■ Assignment
The records follow. Give them all back exactly.

+++ Source data

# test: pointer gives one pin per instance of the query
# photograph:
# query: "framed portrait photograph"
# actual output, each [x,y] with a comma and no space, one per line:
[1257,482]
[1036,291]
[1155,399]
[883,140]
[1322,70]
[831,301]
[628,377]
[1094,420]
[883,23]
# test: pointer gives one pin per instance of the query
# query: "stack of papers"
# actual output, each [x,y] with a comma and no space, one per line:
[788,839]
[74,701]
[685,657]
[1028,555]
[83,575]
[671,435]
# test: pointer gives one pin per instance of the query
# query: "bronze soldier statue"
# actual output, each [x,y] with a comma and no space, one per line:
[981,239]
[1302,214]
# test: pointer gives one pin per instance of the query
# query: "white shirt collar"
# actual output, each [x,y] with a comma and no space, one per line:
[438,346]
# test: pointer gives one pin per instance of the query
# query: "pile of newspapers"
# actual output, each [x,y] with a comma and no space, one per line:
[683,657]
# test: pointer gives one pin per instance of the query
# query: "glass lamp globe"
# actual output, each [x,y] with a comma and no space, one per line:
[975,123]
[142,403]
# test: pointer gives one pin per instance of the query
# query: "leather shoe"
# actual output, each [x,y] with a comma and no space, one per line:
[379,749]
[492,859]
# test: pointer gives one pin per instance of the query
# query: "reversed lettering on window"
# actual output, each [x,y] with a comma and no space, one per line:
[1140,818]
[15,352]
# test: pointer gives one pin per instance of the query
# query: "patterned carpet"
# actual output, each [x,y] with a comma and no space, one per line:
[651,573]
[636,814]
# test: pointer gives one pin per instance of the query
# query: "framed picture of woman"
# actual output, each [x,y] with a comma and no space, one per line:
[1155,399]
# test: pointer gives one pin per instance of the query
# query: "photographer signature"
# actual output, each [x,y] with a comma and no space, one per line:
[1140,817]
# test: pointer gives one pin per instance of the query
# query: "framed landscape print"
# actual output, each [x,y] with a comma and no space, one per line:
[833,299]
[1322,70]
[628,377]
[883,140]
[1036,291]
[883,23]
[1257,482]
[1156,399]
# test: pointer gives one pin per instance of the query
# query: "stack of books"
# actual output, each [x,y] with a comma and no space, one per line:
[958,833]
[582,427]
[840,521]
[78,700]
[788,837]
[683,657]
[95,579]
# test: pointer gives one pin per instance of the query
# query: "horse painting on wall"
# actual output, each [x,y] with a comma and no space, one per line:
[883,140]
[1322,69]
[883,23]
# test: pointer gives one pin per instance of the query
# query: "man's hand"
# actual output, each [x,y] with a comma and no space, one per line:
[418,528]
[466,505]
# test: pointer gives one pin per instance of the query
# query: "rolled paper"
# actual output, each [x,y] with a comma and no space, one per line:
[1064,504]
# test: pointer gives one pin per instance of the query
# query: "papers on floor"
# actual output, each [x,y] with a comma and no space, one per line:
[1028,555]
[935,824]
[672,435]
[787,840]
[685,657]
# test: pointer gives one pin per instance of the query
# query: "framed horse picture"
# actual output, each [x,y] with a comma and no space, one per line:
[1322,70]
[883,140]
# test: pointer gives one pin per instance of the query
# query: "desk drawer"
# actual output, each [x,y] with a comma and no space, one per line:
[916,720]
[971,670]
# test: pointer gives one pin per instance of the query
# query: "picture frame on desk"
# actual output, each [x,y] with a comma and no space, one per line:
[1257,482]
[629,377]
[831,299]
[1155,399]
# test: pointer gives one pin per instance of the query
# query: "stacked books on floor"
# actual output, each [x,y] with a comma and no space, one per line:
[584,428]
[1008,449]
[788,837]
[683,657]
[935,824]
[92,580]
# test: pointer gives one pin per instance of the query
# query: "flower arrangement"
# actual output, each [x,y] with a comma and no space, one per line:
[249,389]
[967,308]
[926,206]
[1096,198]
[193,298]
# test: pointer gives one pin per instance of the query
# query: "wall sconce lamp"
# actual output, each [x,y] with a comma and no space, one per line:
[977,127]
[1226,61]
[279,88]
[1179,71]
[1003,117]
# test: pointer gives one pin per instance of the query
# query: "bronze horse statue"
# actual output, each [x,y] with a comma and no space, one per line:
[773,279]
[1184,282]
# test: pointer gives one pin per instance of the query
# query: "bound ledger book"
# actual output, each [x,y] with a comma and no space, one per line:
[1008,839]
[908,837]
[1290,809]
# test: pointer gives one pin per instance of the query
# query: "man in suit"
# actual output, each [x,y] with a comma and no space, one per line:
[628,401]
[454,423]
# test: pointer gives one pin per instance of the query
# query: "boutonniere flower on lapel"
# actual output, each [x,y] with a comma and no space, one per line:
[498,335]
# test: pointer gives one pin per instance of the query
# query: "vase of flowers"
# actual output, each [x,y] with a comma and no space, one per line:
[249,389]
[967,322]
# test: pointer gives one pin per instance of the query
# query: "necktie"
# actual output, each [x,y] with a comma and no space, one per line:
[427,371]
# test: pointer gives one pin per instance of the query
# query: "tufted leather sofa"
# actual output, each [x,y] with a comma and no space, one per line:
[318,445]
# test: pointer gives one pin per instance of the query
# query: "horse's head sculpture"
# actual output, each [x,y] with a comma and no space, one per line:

++++++

■ Reply
# test: pointer gives one pin per instance of the query
# photograph:
# query: "framed portrait photograph"
# actual output, each [x,y] with a comma and no space, one per line:
[1257,482]
[1036,291]
[1155,399]
[883,140]
[1322,70]
[831,301]
[628,377]
[1094,420]
[883,23]
# test: pointer gives one pin per instance of the query
# query: "stack of papers"
# actual output, each [x,y] with a comma and no space, one per line:
[788,839]
[74,701]
[685,657]
[1028,555]
[83,575]
[671,435]
# test: pointer gives one pin per instance of the query
# query: "bronze soldier statue"
# actual output, each [x,y] with a comma and no space, one per line:
[981,239]
[1302,214]
# test: pointer gives one pin per instance of the query
# query: "white shirt collar"
# actual output, each [x,y] with a comma and no space, one per line:
[438,346]
# test: pointer gives one pin per instance of the query
# query: "pile of newspapers"
# actual output, each [x,y] with a comma and no space, one per line:
[683,657]
# test: pointer gives one pin per instance of the query
# query: "glass lamp globe"
# actual output, each [x,y] with a comma and no space, one per line:
[975,123]
[142,403]
# test: pointer gives one pin per instance of the query
# query: "leather shoe"
# actual output, each [x,y] with a comma and no space, one per line:
[379,749]
[492,859]
# test: pointer gives one pin per instance of the query
# query: "reversed lettering on window"
# actual output, each [x,y] with a comma and no space, one per line:
[1140,818]
[15,352]
# test: pointer gives one pin per instance of the query
# query: "patterned carpet"
# actual output, each [x,y] with a comma and no space, one per line:
[651,573]
[636,814]
# test: pointer gives one pin per instance of the query
# query: "framed picture of woman"
# actual output, each [x,y] with a comma and no space, one per line:
[1155,399]
# test: pointer gives one pin per instance of the query
# query: "photographer signature"
# actual output, each [x,y] with a comma and no space, one per line:
[1140,817]
# test: pointer gives one pin per instance of the query
# query: "framed landscape print"
# actual output, each [x,y] with a comma and no space, one per line:
[833,299]
[1322,70]
[628,377]
[883,140]
[1036,291]
[883,23]
[1257,482]
[1156,399]
# test: pointer gives one pin per instance of the query
# query: "stack of books"
# actual output, each [x,y] with a comma and no space, one per line:
[958,833]
[582,427]
[840,521]
[78,700]
[788,837]
[683,657]
[95,579]
# test: pointer gives one pin per instance of the query
# query: "horse painting on wall"
# actual output, each [x,y] with a comma and no space, one per line:
[883,140]
[1322,69]
[883,23]
# test: pointer gives one pin per instance of the query
# query: "man's hand"
# actual output, each [x,y] with a comma and no space, one per line:
[418,528]
[466,505]
# test: pointer gives one pin per instance of the query
# query: "rolled paper"
# actual output, each [x,y] with a comma and no space, one per line:
[1064,504]
# test: pointer gives one pin per instance of the query
# query: "papers on floor"
# actual output, each [x,y] with a comma and no space, one per line:
[1028,555]
[935,824]
[672,435]
[787,840]
[685,657]
# test: pointer gives one pin per instance of the query
# query: "framed horse picture"
# actual output, each [x,y] with a comma and no space, one per line:
[1322,70]
[883,140]
# test: pointer gives one pin per instance of the query
# query: "desk drawer"
# actual output, each [x,y] with a comma and no space, one per line:
[916,720]
[971,670]
# test: pointer gives one pin per instance of the query
# query: "picture frame on desk"
# actual output, each [x,y] with a comma and no space, one per line:
[1257,482]
[629,377]
[831,299]
[1155,399]
# test: pointer gives one pin per instance of the query
# query: "stacked books on floor"
# actual output, each [x,y] with a comma and no space, one per line:
[584,428]
[1008,449]
[788,837]
[683,657]
[935,824]
[92,580]
# test: pointer gives one pin per instance of the query
# query: "flower arrangement"
# actual output, each [x,y] with a comma and no space, one per line:
[249,389]
[967,308]
[926,206]
[1096,198]
[193,298]
# test: pointer gives one pin per instance of the query
# query: "wall sconce lamp"
# actual output, each [x,y] with a comma and no space, one per line:
[977,127]
[1226,61]
[279,88]
[1179,71]
[1003,117]
# test: pointer gives one pin per instance of the query
# query: "bronze horse statue"
# actual output, each [x,y] with a comma and no space, one per line:
[773,279]
[1184,282]
# test: pointer gives one pin per instance of the query
# query: "bound ledger book"
# actual output, each [x,y] with a comma and no space, one per line:
[1008,839]
[908,837]
[1290,809]
# test: pointer gives one pin per instance of the query
# query: "man in suit"
# actual output, each [x,y] with a comma and no space, one per line:
[628,401]
[454,423]
# test: pointer gives one pin per instance of the query
# query: "boutonniere flower on lapel"
# actual output, each [x,y] with a comma and no space, one per line:
[498,335]
# test: pointer gives one pin per instance of the query
# query: "vase of flowers"
# actual output, each [x,y] with a comma and no space, one per line:
[249,389]
[967,322]
# test: pointer gives one pin per instance of the query
# query: "necktie"
# actual output, each [x,y] with a comma and no space, one per line:
[427,371]
# test: pointer gives one pin per instance of the query
# query: "tufted leather sofa"
# actual output, each [x,y] with a comma and no space, one per line:
[318,445]
# test: pointer gives one pin per instance of the query
# query: "horse's head sculpture"
# actual output, each [x,y] with a comma and no space, one per line:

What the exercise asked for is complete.